EXERCISE DETAILS
Please retype the material unchanged, starting at the line that contains "Mark one point per instance of the pile" and ending after the line that contains "[1285, 835]".

## Start AVAILABLE DATA

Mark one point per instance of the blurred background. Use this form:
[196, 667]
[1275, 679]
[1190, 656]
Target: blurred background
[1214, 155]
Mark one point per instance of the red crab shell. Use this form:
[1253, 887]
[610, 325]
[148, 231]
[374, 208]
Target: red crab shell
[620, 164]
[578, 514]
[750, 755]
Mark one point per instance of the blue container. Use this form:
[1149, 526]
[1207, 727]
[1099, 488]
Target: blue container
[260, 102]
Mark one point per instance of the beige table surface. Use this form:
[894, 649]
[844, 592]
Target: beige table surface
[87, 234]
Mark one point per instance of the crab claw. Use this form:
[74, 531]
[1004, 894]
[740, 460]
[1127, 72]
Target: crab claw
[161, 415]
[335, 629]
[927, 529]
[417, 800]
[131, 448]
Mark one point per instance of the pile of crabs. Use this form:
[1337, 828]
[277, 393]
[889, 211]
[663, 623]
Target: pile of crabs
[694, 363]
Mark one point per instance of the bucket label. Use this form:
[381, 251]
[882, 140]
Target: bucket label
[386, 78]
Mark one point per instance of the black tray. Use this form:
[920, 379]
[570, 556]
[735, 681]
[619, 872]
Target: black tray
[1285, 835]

## End AVAILABLE DATA
## Start AVAILABLE DATA

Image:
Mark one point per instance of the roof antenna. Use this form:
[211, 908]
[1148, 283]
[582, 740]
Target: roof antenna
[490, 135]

## End AVAILABLE DATA

RESULT OF THIS EXERCISE
Mark one point per instance of the pile of crabs. Use this form:
[1337, 828]
[277, 393]
[889, 211]
[663, 623]
Target: pile of crabs
[694, 363]
Mark one point per instance of the bucket label. Use this form:
[381, 251]
[882, 140]
Target: bucket label
[386, 78]
Mark one point per instance of the black tray. Use this form:
[920, 379]
[570, 556]
[735, 681]
[619, 872]
Target: black tray
[1285, 835]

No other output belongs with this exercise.